== Work order ==
Please reproduce every line of the records below verbatim, omitting the pictures.

------------------------

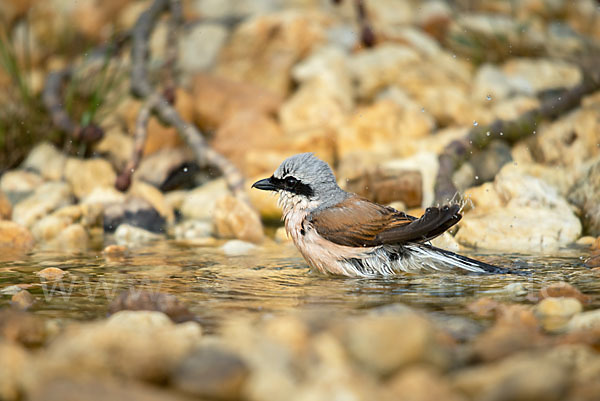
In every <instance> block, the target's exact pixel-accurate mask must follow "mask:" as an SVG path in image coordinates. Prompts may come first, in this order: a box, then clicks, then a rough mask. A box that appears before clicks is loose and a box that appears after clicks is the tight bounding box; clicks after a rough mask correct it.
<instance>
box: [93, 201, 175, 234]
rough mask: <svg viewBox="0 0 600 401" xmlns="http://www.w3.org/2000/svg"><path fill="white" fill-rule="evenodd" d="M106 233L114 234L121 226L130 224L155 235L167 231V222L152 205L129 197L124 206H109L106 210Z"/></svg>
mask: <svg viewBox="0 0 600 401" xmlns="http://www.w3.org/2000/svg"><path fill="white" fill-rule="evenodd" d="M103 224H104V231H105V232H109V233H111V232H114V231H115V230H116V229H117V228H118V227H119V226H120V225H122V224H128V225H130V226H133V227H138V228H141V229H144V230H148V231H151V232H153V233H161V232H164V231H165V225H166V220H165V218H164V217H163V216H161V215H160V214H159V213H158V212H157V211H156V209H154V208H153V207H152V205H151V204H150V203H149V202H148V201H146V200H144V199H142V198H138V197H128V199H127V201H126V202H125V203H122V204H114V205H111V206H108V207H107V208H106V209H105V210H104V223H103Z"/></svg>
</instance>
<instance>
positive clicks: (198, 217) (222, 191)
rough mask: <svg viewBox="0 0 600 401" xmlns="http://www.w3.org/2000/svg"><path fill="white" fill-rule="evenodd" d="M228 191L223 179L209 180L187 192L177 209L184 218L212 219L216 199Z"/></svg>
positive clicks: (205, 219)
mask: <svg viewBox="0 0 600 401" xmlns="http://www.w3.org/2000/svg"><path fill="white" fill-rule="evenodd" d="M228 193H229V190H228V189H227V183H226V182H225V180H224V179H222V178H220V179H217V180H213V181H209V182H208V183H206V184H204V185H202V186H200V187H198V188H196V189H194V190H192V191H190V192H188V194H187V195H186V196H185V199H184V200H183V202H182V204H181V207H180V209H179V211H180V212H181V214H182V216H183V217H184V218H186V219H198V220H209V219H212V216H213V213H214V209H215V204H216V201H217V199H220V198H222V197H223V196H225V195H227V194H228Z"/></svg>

------------------------

== Exercise solution ==
In every <instance> block, the target's exact pixel-accurate mask must follow "mask:" as an SVG path in image coordinates. Prompts may come first, in this order: a box, then clicks, then a rough mask. A box that appears before clicks is loose and a box that appears after clicks is the tight bounding box; clicks after a rough mask correct it.
<instance>
box: [93, 201, 175, 234]
rough mask: <svg viewBox="0 0 600 401" xmlns="http://www.w3.org/2000/svg"><path fill="white" fill-rule="evenodd" d="M106 233L114 234L121 226L130 224L155 235L167 231V222L152 205L129 197L124 206H109L106 210Z"/></svg>
mask: <svg viewBox="0 0 600 401" xmlns="http://www.w3.org/2000/svg"><path fill="white" fill-rule="evenodd" d="M103 224H104V231H105V232H109V233H111V232H114V231H115V230H116V229H117V228H118V227H119V226H120V225H122V224H128V225H130V226H133V227H138V228H141V229H144V230H148V231H151V232H153V233H161V232H164V231H165V225H166V220H165V218H164V217H163V216H161V215H160V214H159V213H158V212H157V211H156V209H154V208H153V207H152V205H151V204H150V203H149V202H148V201H146V200H144V199H142V198H138V197H128V199H127V201H126V202H125V203H122V204H114V205H111V206H108V207H107V208H106V209H105V210H104V223H103Z"/></svg>
</instance>
<instance>
positive clicks: (198, 217) (222, 191)
rough mask: <svg viewBox="0 0 600 401" xmlns="http://www.w3.org/2000/svg"><path fill="white" fill-rule="evenodd" d="M228 191L223 179L209 180L187 192L177 209L184 218L212 219L216 199Z"/></svg>
positive clicks: (205, 219)
mask: <svg viewBox="0 0 600 401" xmlns="http://www.w3.org/2000/svg"><path fill="white" fill-rule="evenodd" d="M228 193H229V190H228V189H227V183H226V182H225V180H224V179H222V178H220V179H217V180H213V181H209V182H208V183H206V184H204V185H202V186H200V187H198V188H196V189H194V190H192V191H190V192H188V194H187V195H186V196H185V199H184V200H183V202H182V204H181V207H180V209H179V211H180V212H181V214H182V216H183V217H184V218H186V219H198V220H209V219H212V216H213V213H214V209H215V204H216V201H217V199H220V198H222V197H223V196H225V195H227V194H228Z"/></svg>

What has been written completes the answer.